▸ **Text to read**

╔══

Seems like this encoding has currently minor issue rawhide where mkfs.ext4 - which has only 16 bytes for label - and takes just 1st. byte from encoded last 'ě' - making funny  \xc4 character - but otherwise it seems to give result which is understand between few tools: udev/blkid/palimpsest somehow.

Looking into your upstream commit where you've just made the function public just few days ago I could probably assume everyone has currently it's own undocumented way for character transformation.

That probably means for our dmsetup tool - that when user wants to create "a b"

dmsetup needs to create table with the name  'a\x20b'

I think that needs heavy documentation - and it's probably major API change.

On my system it seems to be working already - when I use such sequence.
(i.e. I encode  space to \x20 - which means user already could use this on their own).

Now where is this standard documented and described ?

Comment 26 Peter Rajnoha 2011-10-07 09:41:08 UTC

(In reply to comment #23)
> A '\' followed by 'x' and two hex digits is not replaced.

Yes, this must be documented! I mean, users should know what to
expect, probably a mention in udev man page would be fine if we're going to
support such encoding (so we can make a reference to udev documentation for
users if needed).

There are two ways how to support that - either we directly encode the name and
use the *encoded* name as device-mapper name OR we can keep the name as it is
and encode it only in udev rules directly by calling an extra binary to do the
encoding - then we can pass the encoded string for the SYMLINK udev directive.

For me, it seems the better approach is the first one - to encode the name
directly and use it as dm name (though it would be a bit misleading for users
to see "a\x20b" as device name instead of "a b", but if documented properly, it
should be fine.

This would be default behaviour. And if someone wants to do it the old way for
any reason (e.g. by bypassing udev), there should be an option like "dmsetup
--nonameencode".

Now, a more practical question - the encode function has been exported in
libudev just recently. So the question is whether we should just copy the tiny
code part and use it without the need to call a libudev fn. If not, we need a
backport of that patch that exports the function for 6.2 version of libudev so
we can use it right away (and then make a proper Requires in the spec file).

Comment 27 Kay Sievers 2011-10-07 09:56:22 UTC

(In reply to comment #25)
> which is understand between few tools: udev/blkid/palimpsest somehow.
> 
> Looking into your upstream commit where you've just made the function public
> just few days ago I could probably assume everyone has currently it's own
> undocumented way for character transformation.

Udisks just uses the escaped udev strings and does not need to encode.
Libblkid just has an exact copy of the encoding code from libudev.

(In reply to comment #26)

╚══

▸ **Records of labeled points**
╔══

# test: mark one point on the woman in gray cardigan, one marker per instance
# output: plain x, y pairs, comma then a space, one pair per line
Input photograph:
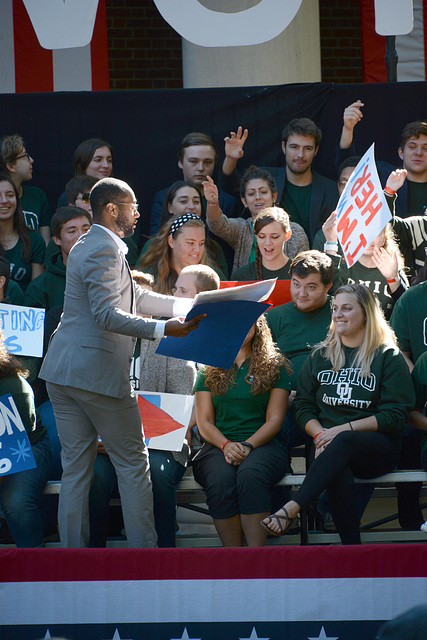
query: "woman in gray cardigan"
258, 190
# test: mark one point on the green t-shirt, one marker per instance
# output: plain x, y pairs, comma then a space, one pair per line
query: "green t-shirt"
23, 396
296, 202
337, 397
417, 198
48, 289
409, 320
248, 272
296, 332
239, 413
369, 276
21, 271
35, 207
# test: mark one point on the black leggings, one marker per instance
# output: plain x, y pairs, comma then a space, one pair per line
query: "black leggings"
364, 454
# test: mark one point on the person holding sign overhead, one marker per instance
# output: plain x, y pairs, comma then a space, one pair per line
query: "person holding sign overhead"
21, 491
353, 396
381, 267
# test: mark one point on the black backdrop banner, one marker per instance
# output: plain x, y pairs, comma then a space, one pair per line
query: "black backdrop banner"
145, 127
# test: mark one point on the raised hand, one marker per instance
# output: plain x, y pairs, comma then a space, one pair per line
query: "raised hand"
353, 114
387, 264
234, 144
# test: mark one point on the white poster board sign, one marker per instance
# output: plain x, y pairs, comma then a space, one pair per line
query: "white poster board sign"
22, 329
362, 210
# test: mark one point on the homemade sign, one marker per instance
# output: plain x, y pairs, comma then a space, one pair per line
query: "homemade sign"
362, 210
208, 28
15, 448
165, 417
22, 329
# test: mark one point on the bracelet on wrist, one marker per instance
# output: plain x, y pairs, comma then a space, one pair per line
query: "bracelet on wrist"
389, 190
330, 246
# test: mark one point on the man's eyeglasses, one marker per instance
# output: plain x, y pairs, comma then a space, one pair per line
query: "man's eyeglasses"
24, 155
85, 197
134, 205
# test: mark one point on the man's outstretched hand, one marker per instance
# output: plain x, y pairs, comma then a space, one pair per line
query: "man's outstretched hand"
180, 328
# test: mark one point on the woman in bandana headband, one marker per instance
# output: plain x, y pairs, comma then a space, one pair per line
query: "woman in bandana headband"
179, 243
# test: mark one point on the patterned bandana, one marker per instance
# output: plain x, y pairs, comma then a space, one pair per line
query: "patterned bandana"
176, 224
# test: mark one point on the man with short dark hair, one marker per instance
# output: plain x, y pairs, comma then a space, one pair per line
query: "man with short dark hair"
197, 157
87, 367
306, 196
47, 290
17, 162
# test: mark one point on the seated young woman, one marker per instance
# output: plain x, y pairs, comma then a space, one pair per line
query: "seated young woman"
24, 248
381, 266
179, 243
258, 190
353, 396
239, 413
183, 197
20, 492
272, 231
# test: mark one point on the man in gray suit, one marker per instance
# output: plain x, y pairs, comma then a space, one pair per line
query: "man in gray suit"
87, 367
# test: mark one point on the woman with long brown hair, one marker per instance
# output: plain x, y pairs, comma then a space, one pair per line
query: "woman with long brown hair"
239, 412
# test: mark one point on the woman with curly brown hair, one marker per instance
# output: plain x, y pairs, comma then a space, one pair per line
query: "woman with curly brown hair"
239, 412
179, 243
272, 230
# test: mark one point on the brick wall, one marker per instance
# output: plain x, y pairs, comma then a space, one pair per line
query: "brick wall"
145, 53
340, 40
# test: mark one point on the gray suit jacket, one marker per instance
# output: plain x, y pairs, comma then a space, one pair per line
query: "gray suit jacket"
93, 346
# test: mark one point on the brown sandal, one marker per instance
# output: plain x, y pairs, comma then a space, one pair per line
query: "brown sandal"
279, 520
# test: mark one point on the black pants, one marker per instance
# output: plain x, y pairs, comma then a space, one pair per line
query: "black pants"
364, 454
243, 489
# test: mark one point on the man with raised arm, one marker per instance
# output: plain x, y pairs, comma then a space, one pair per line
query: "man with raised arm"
412, 151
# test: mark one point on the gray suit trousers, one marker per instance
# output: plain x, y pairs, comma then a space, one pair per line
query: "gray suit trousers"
80, 416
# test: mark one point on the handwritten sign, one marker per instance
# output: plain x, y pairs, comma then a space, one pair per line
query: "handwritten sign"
15, 448
22, 329
362, 210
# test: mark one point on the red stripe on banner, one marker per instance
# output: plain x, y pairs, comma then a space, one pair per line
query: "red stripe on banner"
99, 51
280, 294
33, 64
373, 45
156, 421
391, 560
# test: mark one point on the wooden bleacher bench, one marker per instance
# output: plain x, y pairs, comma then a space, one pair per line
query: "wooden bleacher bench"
190, 494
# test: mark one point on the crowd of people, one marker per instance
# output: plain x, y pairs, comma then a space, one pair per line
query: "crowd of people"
341, 366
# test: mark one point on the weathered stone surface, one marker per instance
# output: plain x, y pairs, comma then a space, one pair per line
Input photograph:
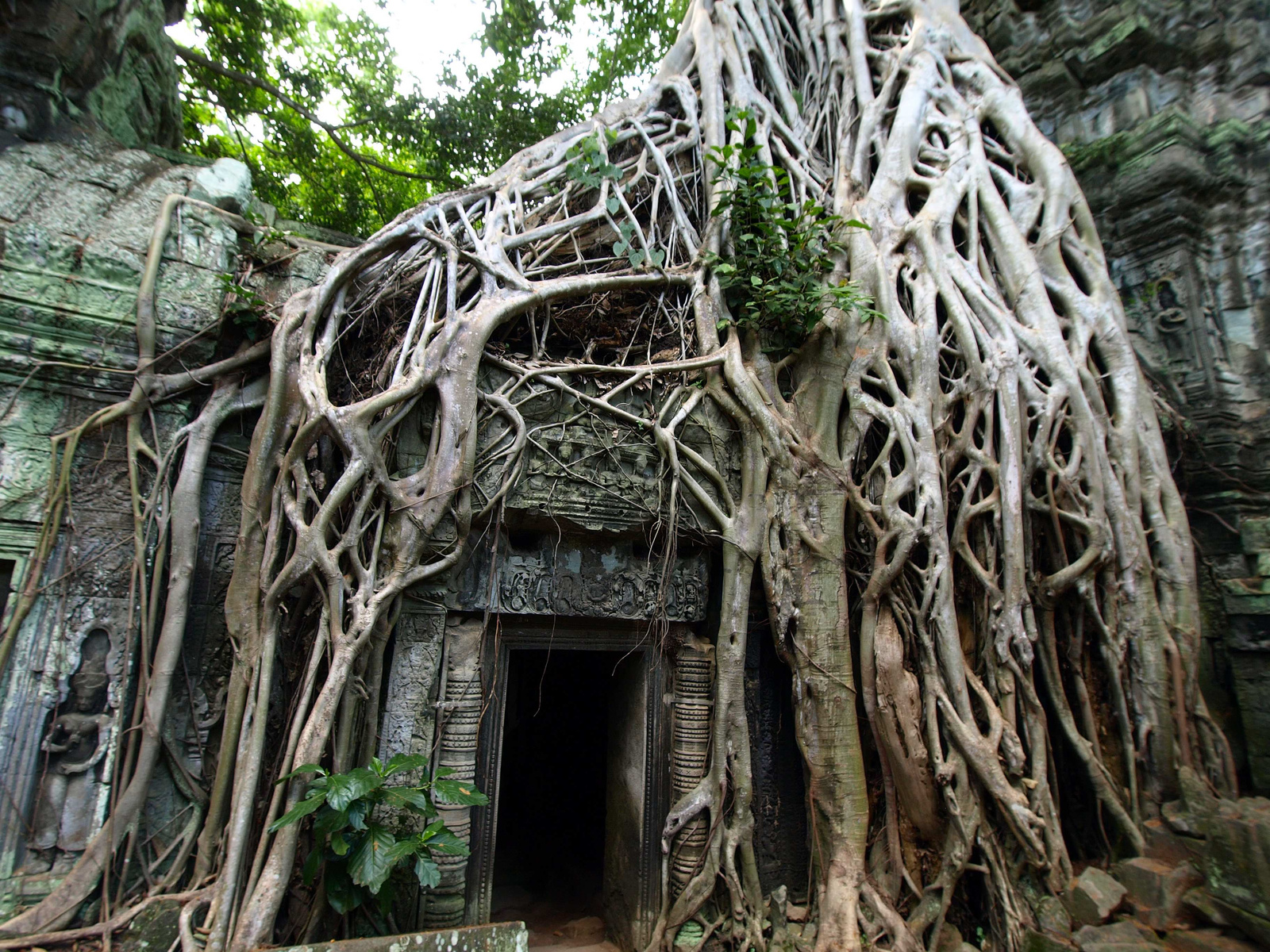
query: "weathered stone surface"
1156, 889
75, 224
152, 931
1170, 847
1119, 937
84, 63
1053, 918
1203, 908
1179, 820
226, 184
1092, 896
1043, 942
1164, 112
1204, 941
495, 937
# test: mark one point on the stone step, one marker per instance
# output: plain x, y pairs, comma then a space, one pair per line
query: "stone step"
1124, 936
1170, 847
1206, 941
1092, 896
1156, 889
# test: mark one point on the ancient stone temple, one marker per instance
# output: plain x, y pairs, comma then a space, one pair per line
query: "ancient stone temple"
565, 666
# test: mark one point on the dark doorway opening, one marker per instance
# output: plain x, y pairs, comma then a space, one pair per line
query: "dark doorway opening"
549, 854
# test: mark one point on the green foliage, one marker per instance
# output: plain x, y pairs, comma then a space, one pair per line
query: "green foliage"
779, 248
328, 63
342, 67
484, 118
588, 164
245, 309
357, 848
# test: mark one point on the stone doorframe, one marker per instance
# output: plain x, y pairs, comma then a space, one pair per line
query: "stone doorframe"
564, 635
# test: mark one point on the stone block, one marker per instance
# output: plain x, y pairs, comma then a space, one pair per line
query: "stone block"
1053, 918
1119, 937
1170, 847
1092, 896
1204, 941
1156, 889
1257, 927
1041, 942
1255, 535
226, 184
495, 937
1178, 819
1203, 908
1237, 857
156, 930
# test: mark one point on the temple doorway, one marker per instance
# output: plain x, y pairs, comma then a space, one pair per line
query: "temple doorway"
549, 854
564, 843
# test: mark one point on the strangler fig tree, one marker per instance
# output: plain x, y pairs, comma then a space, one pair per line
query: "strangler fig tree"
952, 488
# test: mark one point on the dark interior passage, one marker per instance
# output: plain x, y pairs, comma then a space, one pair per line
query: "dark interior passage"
549, 856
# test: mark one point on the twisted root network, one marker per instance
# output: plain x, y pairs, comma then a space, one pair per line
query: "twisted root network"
969, 495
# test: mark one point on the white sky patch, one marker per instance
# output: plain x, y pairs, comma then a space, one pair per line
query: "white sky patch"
429, 33
425, 33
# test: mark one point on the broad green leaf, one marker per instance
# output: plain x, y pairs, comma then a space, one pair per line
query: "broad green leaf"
404, 762
402, 850
340, 843
438, 838
427, 871
357, 812
313, 865
342, 892
370, 862
298, 812
330, 820
410, 797
343, 789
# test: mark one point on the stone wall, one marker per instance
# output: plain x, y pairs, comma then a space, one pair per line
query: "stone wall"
1164, 109
89, 63
75, 222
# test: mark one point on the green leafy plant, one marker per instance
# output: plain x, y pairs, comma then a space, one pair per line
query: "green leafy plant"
588, 163
360, 844
780, 248
245, 309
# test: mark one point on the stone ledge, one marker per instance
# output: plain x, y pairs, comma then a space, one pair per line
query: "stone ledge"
495, 937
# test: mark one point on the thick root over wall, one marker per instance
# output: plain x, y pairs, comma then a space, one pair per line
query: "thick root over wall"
967, 498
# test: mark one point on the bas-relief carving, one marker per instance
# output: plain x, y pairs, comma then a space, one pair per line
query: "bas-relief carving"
582, 578
76, 744
60, 731
1162, 112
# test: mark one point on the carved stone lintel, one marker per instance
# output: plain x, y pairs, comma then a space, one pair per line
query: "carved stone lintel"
611, 582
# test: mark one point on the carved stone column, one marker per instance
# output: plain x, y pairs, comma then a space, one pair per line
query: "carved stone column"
459, 725
690, 752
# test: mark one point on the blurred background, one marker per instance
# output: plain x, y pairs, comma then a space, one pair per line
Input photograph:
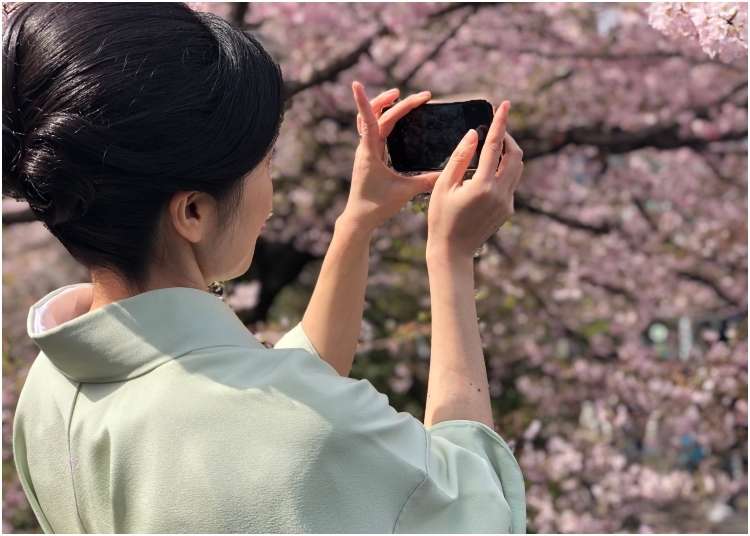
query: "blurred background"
613, 307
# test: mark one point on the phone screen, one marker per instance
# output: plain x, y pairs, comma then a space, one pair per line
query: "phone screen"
424, 139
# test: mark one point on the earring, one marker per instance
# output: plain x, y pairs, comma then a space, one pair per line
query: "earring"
217, 289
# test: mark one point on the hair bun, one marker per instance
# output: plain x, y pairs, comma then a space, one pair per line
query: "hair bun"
12, 153
39, 170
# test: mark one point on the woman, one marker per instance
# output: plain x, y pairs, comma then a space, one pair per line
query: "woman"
141, 135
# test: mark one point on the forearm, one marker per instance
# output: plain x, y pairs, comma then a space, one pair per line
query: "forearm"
333, 318
457, 387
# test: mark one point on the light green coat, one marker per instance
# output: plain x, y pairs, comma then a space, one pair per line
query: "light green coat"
163, 413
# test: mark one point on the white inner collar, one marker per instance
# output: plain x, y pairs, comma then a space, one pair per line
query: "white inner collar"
64, 307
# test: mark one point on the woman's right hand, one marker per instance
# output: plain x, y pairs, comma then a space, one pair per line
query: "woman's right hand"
463, 214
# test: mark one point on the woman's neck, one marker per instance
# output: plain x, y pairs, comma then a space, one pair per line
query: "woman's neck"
109, 288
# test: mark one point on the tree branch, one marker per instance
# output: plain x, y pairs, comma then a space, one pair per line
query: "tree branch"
331, 71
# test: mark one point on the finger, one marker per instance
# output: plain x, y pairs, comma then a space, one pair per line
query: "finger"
424, 182
368, 125
460, 159
384, 99
493, 144
517, 176
392, 115
511, 165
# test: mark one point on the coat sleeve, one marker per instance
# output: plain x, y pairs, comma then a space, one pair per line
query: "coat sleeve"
472, 484
456, 476
453, 477
297, 338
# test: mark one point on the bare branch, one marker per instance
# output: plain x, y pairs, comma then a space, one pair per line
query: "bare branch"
524, 204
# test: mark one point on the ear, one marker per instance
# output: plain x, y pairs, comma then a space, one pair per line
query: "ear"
190, 214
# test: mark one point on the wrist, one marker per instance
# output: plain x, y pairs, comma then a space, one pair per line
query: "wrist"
443, 256
353, 227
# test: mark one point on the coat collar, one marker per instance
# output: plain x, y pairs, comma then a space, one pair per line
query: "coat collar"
129, 337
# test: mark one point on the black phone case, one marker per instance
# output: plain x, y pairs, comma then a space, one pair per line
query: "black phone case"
424, 139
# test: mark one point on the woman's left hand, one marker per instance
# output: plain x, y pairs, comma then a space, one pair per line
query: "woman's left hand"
378, 192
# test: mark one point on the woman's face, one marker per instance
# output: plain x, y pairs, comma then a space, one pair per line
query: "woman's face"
200, 248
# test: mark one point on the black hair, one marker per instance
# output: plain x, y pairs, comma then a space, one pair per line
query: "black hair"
111, 108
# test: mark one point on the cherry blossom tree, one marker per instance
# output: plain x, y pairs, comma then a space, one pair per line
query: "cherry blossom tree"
613, 306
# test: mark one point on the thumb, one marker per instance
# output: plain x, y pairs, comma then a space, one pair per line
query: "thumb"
460, 159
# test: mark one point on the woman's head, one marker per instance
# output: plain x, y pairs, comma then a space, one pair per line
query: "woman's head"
140, 133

╚══

Rewrite everything from "I think that" down to "is not replaced." in the udev encoding thread, changing "documented" to "specified". These records have nothing to do with the thread on udev name encoding.

I think that needs heavy documentation - and it's probably major API change.

On my system it seems to be working already - when I use such sequence.
(i.e. I encode  space to \x20 - which means user already could use this on their own).

Now where is this standard specified and described ?

Comment 26 Peter Rajnoha 2011-10-07 09:41:08 UTC

(In reply to comment #23)
> A '\' followed by 'x' and two hex digits is not replaced.